Exercise →
Your task is to retype every entry exactly, omitting nothing.
>>>>
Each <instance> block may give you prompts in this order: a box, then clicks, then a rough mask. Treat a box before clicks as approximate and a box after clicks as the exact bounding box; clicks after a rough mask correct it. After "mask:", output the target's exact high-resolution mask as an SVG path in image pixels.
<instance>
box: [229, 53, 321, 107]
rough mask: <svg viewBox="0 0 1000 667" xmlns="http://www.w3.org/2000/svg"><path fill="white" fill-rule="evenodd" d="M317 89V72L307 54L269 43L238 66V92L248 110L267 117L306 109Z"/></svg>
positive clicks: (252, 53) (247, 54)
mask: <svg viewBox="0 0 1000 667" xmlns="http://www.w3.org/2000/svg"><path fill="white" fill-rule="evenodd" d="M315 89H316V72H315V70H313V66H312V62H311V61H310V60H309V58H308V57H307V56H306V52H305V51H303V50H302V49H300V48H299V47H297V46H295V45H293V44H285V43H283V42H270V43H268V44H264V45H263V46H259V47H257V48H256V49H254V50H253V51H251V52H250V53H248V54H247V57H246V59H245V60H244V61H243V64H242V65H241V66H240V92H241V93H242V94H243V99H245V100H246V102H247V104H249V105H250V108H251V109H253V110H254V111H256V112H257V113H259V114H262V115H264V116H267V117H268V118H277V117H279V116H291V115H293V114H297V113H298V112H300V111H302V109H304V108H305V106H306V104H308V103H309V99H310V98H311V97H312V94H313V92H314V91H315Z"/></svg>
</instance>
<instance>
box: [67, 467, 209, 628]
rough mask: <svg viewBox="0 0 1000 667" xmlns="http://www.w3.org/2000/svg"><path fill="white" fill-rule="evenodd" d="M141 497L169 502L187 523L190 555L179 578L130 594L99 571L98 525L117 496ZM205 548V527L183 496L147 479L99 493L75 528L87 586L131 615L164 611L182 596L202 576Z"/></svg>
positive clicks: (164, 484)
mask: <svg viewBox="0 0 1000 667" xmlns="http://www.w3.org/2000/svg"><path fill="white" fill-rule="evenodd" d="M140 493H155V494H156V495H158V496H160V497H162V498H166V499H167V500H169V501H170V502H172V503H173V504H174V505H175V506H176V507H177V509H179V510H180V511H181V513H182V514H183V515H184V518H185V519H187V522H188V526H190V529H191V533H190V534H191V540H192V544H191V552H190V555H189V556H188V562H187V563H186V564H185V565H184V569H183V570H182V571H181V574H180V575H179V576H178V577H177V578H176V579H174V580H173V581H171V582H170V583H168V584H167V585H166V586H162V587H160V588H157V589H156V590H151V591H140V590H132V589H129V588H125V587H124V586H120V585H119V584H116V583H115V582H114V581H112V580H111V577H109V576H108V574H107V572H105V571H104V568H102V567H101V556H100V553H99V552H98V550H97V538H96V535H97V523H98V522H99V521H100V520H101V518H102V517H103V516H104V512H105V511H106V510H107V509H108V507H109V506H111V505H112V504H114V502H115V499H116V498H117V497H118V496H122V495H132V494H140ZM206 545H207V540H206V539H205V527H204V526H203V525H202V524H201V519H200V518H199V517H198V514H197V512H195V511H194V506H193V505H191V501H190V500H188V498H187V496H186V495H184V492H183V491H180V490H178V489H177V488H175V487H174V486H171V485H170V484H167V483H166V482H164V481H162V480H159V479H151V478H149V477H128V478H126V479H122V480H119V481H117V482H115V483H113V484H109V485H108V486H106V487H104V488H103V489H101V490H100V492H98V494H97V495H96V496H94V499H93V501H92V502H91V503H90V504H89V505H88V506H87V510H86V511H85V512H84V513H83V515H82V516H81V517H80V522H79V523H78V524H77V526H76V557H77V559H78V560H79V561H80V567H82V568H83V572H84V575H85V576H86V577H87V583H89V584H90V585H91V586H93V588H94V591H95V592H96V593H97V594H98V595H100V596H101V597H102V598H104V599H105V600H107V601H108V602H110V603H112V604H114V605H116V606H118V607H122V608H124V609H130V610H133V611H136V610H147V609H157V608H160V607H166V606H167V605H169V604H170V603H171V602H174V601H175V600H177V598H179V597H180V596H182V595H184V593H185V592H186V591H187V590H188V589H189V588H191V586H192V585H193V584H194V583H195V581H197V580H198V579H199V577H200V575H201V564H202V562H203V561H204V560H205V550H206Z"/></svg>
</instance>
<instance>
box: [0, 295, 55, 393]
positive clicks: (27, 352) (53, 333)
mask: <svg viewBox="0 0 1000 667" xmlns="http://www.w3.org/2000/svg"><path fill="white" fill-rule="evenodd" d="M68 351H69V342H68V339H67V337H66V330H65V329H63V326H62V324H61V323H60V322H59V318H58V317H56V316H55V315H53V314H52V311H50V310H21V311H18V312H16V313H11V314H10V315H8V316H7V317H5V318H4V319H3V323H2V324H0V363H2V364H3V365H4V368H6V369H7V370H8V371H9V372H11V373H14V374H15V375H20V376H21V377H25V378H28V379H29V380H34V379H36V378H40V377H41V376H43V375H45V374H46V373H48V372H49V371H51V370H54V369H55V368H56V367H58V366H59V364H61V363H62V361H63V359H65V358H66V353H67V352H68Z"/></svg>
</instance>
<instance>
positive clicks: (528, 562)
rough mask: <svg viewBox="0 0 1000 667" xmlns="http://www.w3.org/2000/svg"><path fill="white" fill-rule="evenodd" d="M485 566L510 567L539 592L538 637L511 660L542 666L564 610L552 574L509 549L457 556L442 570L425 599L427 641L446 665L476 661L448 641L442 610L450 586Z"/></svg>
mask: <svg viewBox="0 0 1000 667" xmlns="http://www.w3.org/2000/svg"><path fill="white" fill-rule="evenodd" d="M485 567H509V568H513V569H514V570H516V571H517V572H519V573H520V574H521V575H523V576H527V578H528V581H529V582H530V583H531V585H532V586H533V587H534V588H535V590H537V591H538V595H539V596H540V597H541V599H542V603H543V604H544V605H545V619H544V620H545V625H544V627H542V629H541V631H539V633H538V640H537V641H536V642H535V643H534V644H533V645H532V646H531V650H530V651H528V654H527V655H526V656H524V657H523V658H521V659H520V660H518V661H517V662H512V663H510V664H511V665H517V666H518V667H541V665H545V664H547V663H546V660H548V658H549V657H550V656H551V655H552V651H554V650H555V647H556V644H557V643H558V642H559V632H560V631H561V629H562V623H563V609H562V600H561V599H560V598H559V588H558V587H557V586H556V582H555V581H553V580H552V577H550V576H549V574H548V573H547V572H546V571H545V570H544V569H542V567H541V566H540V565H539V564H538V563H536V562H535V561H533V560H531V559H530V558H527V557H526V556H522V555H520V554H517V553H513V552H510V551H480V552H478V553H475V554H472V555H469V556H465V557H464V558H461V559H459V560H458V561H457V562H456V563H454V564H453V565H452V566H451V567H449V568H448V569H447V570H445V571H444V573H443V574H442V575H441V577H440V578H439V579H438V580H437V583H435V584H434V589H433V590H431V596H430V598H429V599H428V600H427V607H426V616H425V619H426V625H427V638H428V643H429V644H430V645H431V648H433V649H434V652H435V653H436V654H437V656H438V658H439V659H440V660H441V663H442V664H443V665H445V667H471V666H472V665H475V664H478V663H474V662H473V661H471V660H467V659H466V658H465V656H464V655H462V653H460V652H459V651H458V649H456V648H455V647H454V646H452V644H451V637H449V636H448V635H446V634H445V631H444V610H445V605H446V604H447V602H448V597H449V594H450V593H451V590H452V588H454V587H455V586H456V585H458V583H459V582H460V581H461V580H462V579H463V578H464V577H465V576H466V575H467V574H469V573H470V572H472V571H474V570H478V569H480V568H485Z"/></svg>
<<<<
Response to the task →
Each <instance> block may give you prompts in this order: a box, then clicks, then a rough mask. Treat a box before clicks as approximate and a box after clicks as the exact bounding box; clicks after a rough mask correct it. After "mask:", output the target's exact high-resolution mask as an SVG path in image pixels.
<instance>
box: [229, 53, 321, 107]
rough mask: <svg viewBox="0 0 1000 667" xmlns="http://www.w3.org/2000/svg"><path fill="white" fill-rule="evenodd" d="M317 89V72L307 54L269 43L238 66V92L248 110L267 117L306 109Z"/></svg>
positive clicks: (252, 53) (247, 54)
mask: <svg viewBox="0 0 1000 667" xmlns="http://www.w3.org/2000/svg"><path fill="white" fill-rule="evenodd" d="M315 89H316V72H315V70H313V66H312V62H311V61H310V60H309V58H308V57H307V56H306V52H305V51H303V50H302V49H300V48H299V47H297V46H295V45H293V44H285V43H283V42H270V43H268V44H264V45H263V46H259V47H257V48H256V49H254V50H253V51H251V52H250V53H248V54H247V57H246V59H245V60H244V61H243V64H242V65H241V66H240V92H241V93H242V94H243V99H245V100H246V102H247V104H249V105H250V108H251V109H253V110H254V111H256V112H257V113H259V114H262V115H264V116H267V117H268V118H277V117H279V116H291V115H293V114H297V113H298V112H300V111H302V109H304V108H305V106H306V104H308V103H309V99H310V98H311V97H312V94H313V92H314V91H315Z"/></svg>
</instance>
<instance>
box: [67, 467, 209, 628]
rough mask: <svg viewBox="0 0 1000 667" xmlns="http://www.w3.org/2000/svg"><path fill="white" fill-rule="evenodd" d="M141 497L169 502L187 523L190 555L179 578L130 594L99 571L98 525L117 496ZM205 548V527L183 496L147 479L99 493L75 528L87 586L131 615L164 611L182 596L202 576Z"/></svg>
positive clicks: (164, 484)
mask: <svg viewBox="0 0 1000 667" xmlns="http://www.w3.org/2000/svg"><path fill="white" fill-rule="evenodd" d="M140 493H155V494H156V495H158V496H160V497H162V498H166V499H167V500H169V501H170V502H172V503H173V504H174V505H175V506H176V507H177V509H179V510H180V511H181V513H182V514H183V515H184V518H185V519H187V522H188V526H190V529H191V533H190V534H191V540H192V544H191V552H190V555H189V556H188V562H187V563H186V564H185V565H184V569H183V570H182V571H181V574H180V575H179V576H178V577H177V578H176V579H174V580H173V581H171V582H170V583H168V584H167V585H166V586H162V587H160V588H157V589H156V590H151V591H140V590H132V589H129V588H125V587H124V586H120V585H119V584H116V583H115V582H114V581H112V580H111V577H109V576H108V574H107V572H105V571H104V568H102V567H101V556H100V553H99V552H98V550H97V538H96V535H97V523H98V522H99V521H100V520H101V518H102V517H103V516H104V512H105V511H106V510H107V509H108V507H109V506H111V505H112V504H114V502H115V499H116V498H117V497H118V496H122V495H132V494H140ZM206 545H207V540H206V539H205V527H204V526H203V525H202V524H201V519H200V518H199V517H198V514H197V512H195V511H194V506H193V505H191V501H190V500H188V498H187V496H186V495H184V492H183V491H180V490H178V489H177V488H175V487H174V486H171V485H170V484H167V483H166V482H164V481H162V480H159V479H151V478H149V477H128V478H126V479H122V480H119V481H117V482H115V483H113V484H109V485H108V486H106V487H104V488H103V489H101V490H100V492H98V494H97V495H96V496H94V499H93V501H92V502H91V503H90V504H89V505H88V506H87V510H86V511H85V512H84V513H83V515H82V516H81V517H80V522H79V523H78V524H77V526H76V557H77V559H78V560H79V561H80V567H82V568H83V572H84V575H85V576H86V577H87V583H89V584H90V585H91V586H93V588H94V591H95V592H96V593H97V594H98V595H100V596H101V597H102V598H104V599H105V600H107V601H108V602H110V603H112V604H114V605H116V606H118V607H122V608H124V609H130V610H133V611H136V610H147V609H157V608H160V607H166V606H167V605H169V604H170V603H171V602H174V601H175V600H177V598H179V597H180V596H182V595H184V593H185V592H186V591H187V590H188V589H189V588H191V586H192V585H193V584H194V583H195V581H197V580H198V579H199V577H200V575H201V564H202V562H203V561H204V560H205V550H206Z"/></svg>
</instance>
<instance>
box: [0, 295, 55, 393]
positive clicks: (27, 352) (53, 333)
mask: <svg viewBox="0 0 1000 667" xmlns="http://www.w3.org/2000/svg"><path fill="white" fill-rule="evenodd" d="M68 351H69V342H68V339H67V337H66V330H65V329H63V326H62V324H61V323H60V322H59V318H58V317H56V316H55V315H53V314H52V311H50V310H21V311H18V312H16V313H11V314H10V315H8V316H7V317H5V318H4V319H3V323H2V324H0V363H2V364H3V365H4V368H6V369H7V370H8V371H9V372H11V373H14V374H15V375H20V376H21V377H25V378H28V379H29V380H34V379H36V378H40V377H41V376H43V375H45V374H46V373H48V372H49V371H51V370H54V369H55V368H56V367H58V366H59V364H61V363H62V361H63V359H65V358H66V353H67V352H68Z"/></svg>
</instance>
<instance>
positive clicks: (528, 562)
rough mask: <svg viewBox="0 0 1000 667" xmlns="http://www.w3.org/2000/svg"><path fill="white" fill-rule="evenodd" d="M485 566L510 567L539 592L538 637L511 660L542 666L564 610L552 574L509 549L457 556L442 570L425 599L427 641L446 665L476 661L448 641L442 610L450 586Z"/></svg>
mask: <svg viewBox="0 0 1000 667" xmlns="http://www.w3.org/2000/svg"><path fill="white" fill-rule="evenodd" d="M485 567H509V568H513V569H514V570H516V571H517V572H519V573H520V574H521V575H523V576H527V578H528V581H529V582H530V583H531V585H532V586H533V587H534V588H535V590H537V591H538V595H539V596H540V597H541V599H542V603H543V604H544V605H545V619H544V620H545V625H544V627H542V629H541V631H539V633H538V640H537V641H536V642H535V643H534V644H533V645H532V646H531V650H530V651H528V654H527V655H526V656H524V657H523V658H521V659H520V660H518V661H517V662H512V663H510V664H511V665H517V666H518V667H541V665H545V664H547V663H546V660H548V658H549V657H550V656H551V655H552V651H554V650H555V647H556V644H557V643H558V642H559V632H560V631H561V629H562V623H563V609H562V600H561V599H560V598H559V588H558V587H557V586H556V582H555V581H553V580H552V577H550V576H549V574H548V573H547V572H546V571H545V570H544V569H542V567H541V566H540V565H539V564H538V563H536V562H535V561H533V560H531V559H530V558H527V557H526V556H522V555H520V554H517V553H513V552H510V551H480V552H478V553H475V554H472V555H469V556H465V557H464V558H461V559H459V560H458V561H457V562H456V563H454V564H453V565H452V566H451V567H449V568H448V569H447V570H445V571H444V573H443V574H442V575H441V577H440V578H439V579H438V580H437V583H435V584H434V589H433V590H431V596H430V598H429V599H428V600H427V607H426V616H425V619H426V625H427V638H428V643H429V644H430V645H431V648H433V649H434V652H435V653H436V654H437V656H438V658H439V659H440V660H441V663H442V664H443V665H445V667H471V666H472V665H475V664H478V663H474V662H473V661H471V660H467V659H466V658H465V656H464V655H462V653H460V652H459V651H458V649H456V648H455V647H454V646H452V644H451V637H449V636H448V635H446V634H445V631H444V610H445V605H446V604H447V602H448V597H449V594H450V593H451V590H452V588H454V587H455V586H456V585H458V583H459V582H460V581H461V580H462V579H463V578H464V577H465V576H466V575H467V574H469V573H470V572H472V571H474V570H478V569H480V568H485Z"/></svg>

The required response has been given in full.